Liste des consignes |
1. Modifiez le passage du texte sur la transgression et le mal qui va de « Les mythes de » jusqu'à « la règle bafouée. » inclus, en y remplaçant « polémiques » par « controverses », puis recopiez-le en entier.
2. Poursuivez le texte sur la transgression et le mal à partir de sa dernière phrase.

Texte extrait |
○ ○ ○ ○

Judith, Lucas Granach l'ancien,1472-1553 

la transgression et le mal

Analyse du sujet à la loupe :

Le mal

L’adjectif est substantivé, le terme évoque la sphère du négatif (la violence, la mort qui -selon la Genèse- est « entrée dans le monde avec la faute d’Adam », la perversion, le chaos, l’anéantissement, mais aussi la lâcheté et l’obéissance aveugle (par où on pressent que le mal n’est pas toujours dans la transgression des commandements…)

Dans les différents registres où le mal peut s’accomplir, il faut donc privilégier ceux qui ont un rapport avec la loi, les interdits et donc les éventuelles transgressions.

La transgression

La transgression est une action.

Le terme vient du latin transgressio, onis nom d’action du supin de transgredi qui signifie « passer de l’autre côté », « traverser », « dépasser une limite », d’où l’idée d’enfreindre (un ordre, une règle, une loi ).

La transgression est une infraction, elle passe outre la loi (l’interdit), la rend caduque, du moins pendant le temps de la transgression et récupère la liberté d’action que la loi amputait.

Prométhée, Gustave Moreau (1826-1898), Paris Musée Gustave MoreauOn pressent que la valeur de la transgression sera relative (et inverse) à la valeur qu’on reconnaît à ce qui est transgressé.

Dans l’ordre politique ou théologico-politique, quand la loi est tyrannique, ceux qui la transgressent sont célébrés comme les Héros du peuple et de la morale (Robin des bois, Zorro…)

Les mythes de Prométhée et d’Adam s’ouvrent à plus de polémiques. Nous aurons l’occasion d’y revenir…

 

Dans l’ordre anthropologique et symbolique

La transgression aura le sens d’une progression ou d’une régression selon le statut reconnu au monde qui est garanti par le respect de la règle bafouée.

Ainsi les transgressions de l’interdit portant sur le meurtre ou de celui de l’inceste paraissent-elles faire régresser en deçà de l’humain (on parle de déchaînement bestial des pulsions agressives et sexuelles).

○ ○ ○ ○

Données fournies |
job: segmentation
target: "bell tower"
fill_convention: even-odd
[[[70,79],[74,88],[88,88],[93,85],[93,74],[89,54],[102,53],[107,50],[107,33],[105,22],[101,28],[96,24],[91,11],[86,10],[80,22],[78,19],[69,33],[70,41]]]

○ ○ ○ ○

Résultats de l'exercice |
1.
Les mythes de Prométhée et d’Adam s’ouvrent à plus de controverses. Nous aurons l’occasion d’y revenir…

 

Dans l’ordre anthropologique et symbolique

La transgression aura le sens d’une progression ou d’une régression selon le statut reconnu au monde qui est garanti par le respect de la règle bafouée.

2.
Mais beaucoup de formes de progrès scientifique ont impliqué de transgresser des interdits religieux ( sur la dissection du corps humain et les recherches alchimiques par exemple)

(Voyez la légende de Faust et ces différentes formulations au cours des âges).

 Et

 Comme tous les sujets qui se présentent sous la forme d’un couple de notions c’est le réseau des relations possibles entre les deux termes qu’il faut explorer. Voici quelques exemples de pistes :

Ange peseur d'âmes, Guariento, Padoue.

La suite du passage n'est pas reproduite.